Exercise brief:
Copy the records verbatim, beginning with the first line and ending with the line that contains "641L230 679L223 753L171", including that line.

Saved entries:
%%

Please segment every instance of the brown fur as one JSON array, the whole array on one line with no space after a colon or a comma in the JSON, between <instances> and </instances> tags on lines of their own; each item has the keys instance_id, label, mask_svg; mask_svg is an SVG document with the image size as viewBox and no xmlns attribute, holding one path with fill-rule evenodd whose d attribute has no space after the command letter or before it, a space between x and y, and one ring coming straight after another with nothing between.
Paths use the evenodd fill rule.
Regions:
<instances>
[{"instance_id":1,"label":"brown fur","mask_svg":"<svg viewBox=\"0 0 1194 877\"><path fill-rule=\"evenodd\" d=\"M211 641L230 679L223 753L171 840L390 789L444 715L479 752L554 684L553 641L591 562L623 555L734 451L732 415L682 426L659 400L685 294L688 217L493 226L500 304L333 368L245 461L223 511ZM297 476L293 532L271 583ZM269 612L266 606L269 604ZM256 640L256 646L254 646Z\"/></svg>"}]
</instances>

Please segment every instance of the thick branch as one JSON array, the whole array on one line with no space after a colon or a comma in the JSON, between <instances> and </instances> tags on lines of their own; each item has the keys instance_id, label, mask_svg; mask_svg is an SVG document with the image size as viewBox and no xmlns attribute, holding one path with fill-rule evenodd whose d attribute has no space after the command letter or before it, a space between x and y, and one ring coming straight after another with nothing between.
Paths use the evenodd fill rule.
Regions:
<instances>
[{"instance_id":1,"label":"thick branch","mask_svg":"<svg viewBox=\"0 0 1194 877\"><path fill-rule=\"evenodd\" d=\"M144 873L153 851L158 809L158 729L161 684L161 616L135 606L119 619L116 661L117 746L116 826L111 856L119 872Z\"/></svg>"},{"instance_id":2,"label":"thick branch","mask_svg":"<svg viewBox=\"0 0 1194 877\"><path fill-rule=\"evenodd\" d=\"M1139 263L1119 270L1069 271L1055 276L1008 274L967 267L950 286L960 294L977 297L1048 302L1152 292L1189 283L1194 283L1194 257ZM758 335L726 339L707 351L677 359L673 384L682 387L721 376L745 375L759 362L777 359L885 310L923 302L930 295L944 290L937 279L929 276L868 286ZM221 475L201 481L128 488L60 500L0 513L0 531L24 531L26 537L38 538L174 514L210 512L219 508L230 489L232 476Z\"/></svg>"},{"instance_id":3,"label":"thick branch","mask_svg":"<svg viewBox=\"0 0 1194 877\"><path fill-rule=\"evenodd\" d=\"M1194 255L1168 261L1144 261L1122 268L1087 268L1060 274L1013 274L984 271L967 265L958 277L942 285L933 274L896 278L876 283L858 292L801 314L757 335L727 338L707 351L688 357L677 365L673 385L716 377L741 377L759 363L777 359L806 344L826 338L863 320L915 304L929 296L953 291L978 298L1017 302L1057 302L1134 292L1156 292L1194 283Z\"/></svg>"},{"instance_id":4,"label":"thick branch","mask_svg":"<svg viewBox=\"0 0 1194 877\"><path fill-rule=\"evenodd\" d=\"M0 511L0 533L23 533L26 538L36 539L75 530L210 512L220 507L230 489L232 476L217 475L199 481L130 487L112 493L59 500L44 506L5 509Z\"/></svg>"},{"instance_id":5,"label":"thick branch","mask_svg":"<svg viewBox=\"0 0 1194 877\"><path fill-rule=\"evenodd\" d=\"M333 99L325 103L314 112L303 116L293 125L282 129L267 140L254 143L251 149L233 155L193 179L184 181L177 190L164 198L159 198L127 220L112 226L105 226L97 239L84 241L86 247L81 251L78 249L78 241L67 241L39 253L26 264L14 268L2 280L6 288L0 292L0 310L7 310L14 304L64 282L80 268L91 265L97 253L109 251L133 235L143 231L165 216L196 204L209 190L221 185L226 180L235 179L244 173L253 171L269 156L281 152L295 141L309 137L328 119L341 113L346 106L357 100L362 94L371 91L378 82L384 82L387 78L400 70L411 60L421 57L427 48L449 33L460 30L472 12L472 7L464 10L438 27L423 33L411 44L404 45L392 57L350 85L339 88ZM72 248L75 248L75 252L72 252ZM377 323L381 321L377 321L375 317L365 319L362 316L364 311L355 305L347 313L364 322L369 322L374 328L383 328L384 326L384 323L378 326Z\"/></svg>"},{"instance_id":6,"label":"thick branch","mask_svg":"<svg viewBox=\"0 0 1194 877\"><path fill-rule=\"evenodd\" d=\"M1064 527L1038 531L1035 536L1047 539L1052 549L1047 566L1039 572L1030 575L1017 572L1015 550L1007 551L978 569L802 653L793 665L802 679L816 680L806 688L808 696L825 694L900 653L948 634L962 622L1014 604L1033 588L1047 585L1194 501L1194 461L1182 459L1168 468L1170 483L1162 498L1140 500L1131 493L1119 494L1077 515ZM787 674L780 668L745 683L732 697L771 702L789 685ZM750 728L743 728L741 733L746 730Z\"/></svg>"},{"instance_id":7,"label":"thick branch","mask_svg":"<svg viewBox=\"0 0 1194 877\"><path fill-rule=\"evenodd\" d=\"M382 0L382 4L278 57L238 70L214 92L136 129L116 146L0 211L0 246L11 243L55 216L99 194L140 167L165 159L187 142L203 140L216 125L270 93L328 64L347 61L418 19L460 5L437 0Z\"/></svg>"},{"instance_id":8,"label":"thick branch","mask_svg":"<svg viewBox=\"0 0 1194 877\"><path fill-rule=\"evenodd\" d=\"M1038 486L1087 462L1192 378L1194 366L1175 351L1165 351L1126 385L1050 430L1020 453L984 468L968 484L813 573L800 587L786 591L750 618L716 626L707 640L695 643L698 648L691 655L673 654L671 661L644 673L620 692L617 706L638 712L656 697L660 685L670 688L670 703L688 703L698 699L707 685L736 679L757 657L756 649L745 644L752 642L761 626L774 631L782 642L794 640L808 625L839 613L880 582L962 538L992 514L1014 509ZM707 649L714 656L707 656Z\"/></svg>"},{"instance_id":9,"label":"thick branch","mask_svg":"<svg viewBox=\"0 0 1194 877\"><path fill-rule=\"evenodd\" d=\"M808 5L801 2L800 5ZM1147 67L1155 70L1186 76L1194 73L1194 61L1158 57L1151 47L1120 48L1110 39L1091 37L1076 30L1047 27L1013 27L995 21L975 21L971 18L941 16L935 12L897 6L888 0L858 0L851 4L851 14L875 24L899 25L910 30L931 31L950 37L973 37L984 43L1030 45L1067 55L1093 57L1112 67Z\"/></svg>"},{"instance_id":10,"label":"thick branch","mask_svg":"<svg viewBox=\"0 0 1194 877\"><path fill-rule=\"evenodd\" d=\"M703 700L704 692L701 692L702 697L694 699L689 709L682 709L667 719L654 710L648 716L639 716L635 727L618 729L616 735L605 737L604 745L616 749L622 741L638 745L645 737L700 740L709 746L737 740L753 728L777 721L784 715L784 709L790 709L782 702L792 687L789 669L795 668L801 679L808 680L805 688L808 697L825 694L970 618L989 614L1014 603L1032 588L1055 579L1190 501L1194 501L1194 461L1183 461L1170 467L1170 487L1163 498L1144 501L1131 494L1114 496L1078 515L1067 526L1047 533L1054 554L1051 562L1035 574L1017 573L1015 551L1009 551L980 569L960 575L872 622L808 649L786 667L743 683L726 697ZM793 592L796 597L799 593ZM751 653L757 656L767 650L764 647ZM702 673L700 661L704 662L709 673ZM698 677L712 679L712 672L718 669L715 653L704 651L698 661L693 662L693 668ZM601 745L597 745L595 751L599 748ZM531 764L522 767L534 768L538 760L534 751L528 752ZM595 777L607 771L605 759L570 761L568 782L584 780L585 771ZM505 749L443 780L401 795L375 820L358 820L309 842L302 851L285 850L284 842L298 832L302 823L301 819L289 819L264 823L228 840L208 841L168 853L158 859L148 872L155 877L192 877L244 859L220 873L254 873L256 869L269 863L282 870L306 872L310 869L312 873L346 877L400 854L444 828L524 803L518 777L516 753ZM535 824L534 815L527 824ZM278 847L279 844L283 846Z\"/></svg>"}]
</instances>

%%

Correct answer:
Please segment every instance of the brown fur as one JSON array, the whole array on one line with no space after a colon or a comma in the JSON, between <instances> and </instances> tags on lines of their own; each item has the keys instance_id, label, mask_svg; mask_svg is an SVG document with the image size as viewBox and no xmlns attribute, holding one path with fill-rule evenodd whose d attribute has no space after the command letter or before it, a space between x and y, and one ring coming straight after another with nothing between.
Paths use the evenodd fill rule.
Regions:
<instances>
[{"instance_id":1,"label":"brown fur","mask_svg":"<svg viewBox=\"0 0 1194 877\"><path fill-rule=\"evenodd\" d=\"M211 641L230 679L223 753L171 840L390 789L444 715L479 752L554 684L553 641L591 562L623 555L734 451L732 415L682 426L659 400L685 294L688 217L493 226L500 304L333 368L245 461L223 511ZM297 476L293 532L271 583ZM269 612L266 606L269 604ZM256 640L256 646L254 646Z\"/></svg>"}]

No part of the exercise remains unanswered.